━━━ Task data ━━━

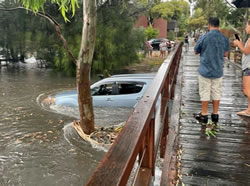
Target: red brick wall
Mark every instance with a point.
(142, 21)
(161, 25)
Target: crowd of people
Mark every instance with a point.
(164, 48)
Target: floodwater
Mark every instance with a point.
(38, 146)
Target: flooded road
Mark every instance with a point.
(39, 147)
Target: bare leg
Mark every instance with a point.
(216, 104)
(246, 90)
(204, 106)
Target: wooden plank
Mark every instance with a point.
(172, 134)
(144, 177)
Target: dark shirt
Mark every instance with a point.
(211, 48)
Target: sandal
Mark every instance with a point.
(243, 113)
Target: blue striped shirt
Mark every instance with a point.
(211, 48)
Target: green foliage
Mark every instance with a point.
(171, 9)
(151, 32)
(65, 6)
(117, 42)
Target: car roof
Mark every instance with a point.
(146, 75)
(146, 78)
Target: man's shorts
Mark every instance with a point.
(246, 72)
(210, 88)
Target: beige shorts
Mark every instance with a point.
(210, 88)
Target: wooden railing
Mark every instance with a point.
(143, 133)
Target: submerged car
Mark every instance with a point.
(123, 90)
(155, 43)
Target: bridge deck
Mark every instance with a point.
(220, 160)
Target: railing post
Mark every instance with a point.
(165, 96)
(148, 159)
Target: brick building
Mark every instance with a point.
(160, 24)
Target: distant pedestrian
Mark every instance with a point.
(163, 48)
(212, 47)
(149, 49)
(186, 43)
(245, 68)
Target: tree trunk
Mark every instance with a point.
(84, 65)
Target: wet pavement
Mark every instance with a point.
(220, 160)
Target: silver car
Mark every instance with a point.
(116, 91)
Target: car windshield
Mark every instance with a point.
(117, 88)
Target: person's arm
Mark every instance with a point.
(198, 47)
(245, 50)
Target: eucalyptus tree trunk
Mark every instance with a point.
(84, 66)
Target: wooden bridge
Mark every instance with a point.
(187, 155)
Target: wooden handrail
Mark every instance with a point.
(144, 131)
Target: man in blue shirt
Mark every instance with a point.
(212, 47)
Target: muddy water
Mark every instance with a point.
(37, 146)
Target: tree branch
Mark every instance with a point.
(53, 22)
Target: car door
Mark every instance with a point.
(101, 94)
(128, 94)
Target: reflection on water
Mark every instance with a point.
(38, 147)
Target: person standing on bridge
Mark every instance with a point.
(245, 68)
(212, 47)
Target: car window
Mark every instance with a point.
(130, 87)
(101, 90)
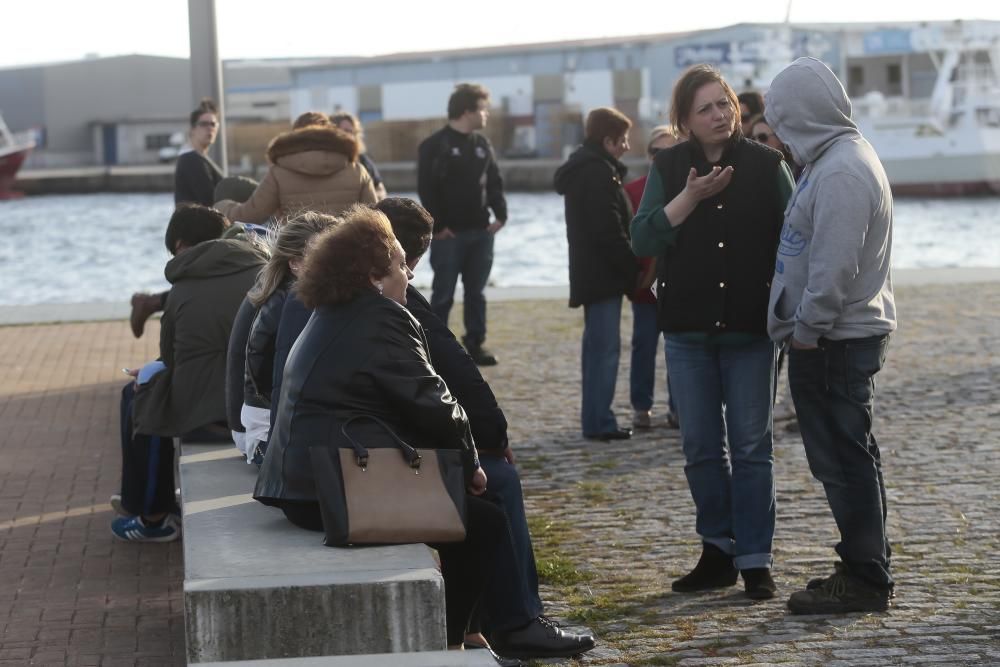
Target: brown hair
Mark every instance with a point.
(606, 123)
(341, 259)
(359, 132)
(466, 98)
(688, 86)
(311, 119)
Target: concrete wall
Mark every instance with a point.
(111, 89)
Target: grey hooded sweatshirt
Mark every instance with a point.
(831, 277)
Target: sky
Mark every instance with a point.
(58, 30)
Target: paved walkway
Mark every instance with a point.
(613, 523)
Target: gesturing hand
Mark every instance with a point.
(714, 182)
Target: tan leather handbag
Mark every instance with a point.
(388, 492)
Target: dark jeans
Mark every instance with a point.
(599, 354)
(504, 489)
(481, 570)
(147, 466)
(471, 255)
(642, 372)
(833, 388)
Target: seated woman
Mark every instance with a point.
(268, 298)
(363, 353)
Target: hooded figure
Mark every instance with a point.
(831, 277)
(313, 168)
(832, 296)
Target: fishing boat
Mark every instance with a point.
(14, 149)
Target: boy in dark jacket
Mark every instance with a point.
(459, 182)
(209, 277)
(602, 267)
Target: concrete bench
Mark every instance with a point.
(257, 587)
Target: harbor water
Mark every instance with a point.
(103, 247)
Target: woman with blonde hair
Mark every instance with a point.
(314, 167)
(268, 296)
(712, 213)
(349, 123)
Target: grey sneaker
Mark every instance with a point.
(840, 593)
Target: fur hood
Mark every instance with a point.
(313, 151)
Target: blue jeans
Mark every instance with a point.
(723, 396)
(599, 355)
(833, 388)
(471, 255)
(504, 489)
(642, 372)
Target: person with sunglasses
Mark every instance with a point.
(196, 175)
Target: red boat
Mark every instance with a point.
(14, 150)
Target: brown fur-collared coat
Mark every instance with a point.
(312, 169)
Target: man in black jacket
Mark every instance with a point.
(459, 182)
(602, 267)
(412, 225)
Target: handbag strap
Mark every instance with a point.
(411, 455)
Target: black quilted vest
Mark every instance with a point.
(716, 277)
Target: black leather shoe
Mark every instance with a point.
(758, 584)
(541, 639)
(618, 434)
(503, 662)
(715, 569)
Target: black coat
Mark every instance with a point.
(236, 357)
(365, 357)
(459, 371)
(601, 263)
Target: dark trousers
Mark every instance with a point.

━━━

### Your instructions
Tally the lines of the material that hold the word "woman", and state only that tally.

### Exercise result
2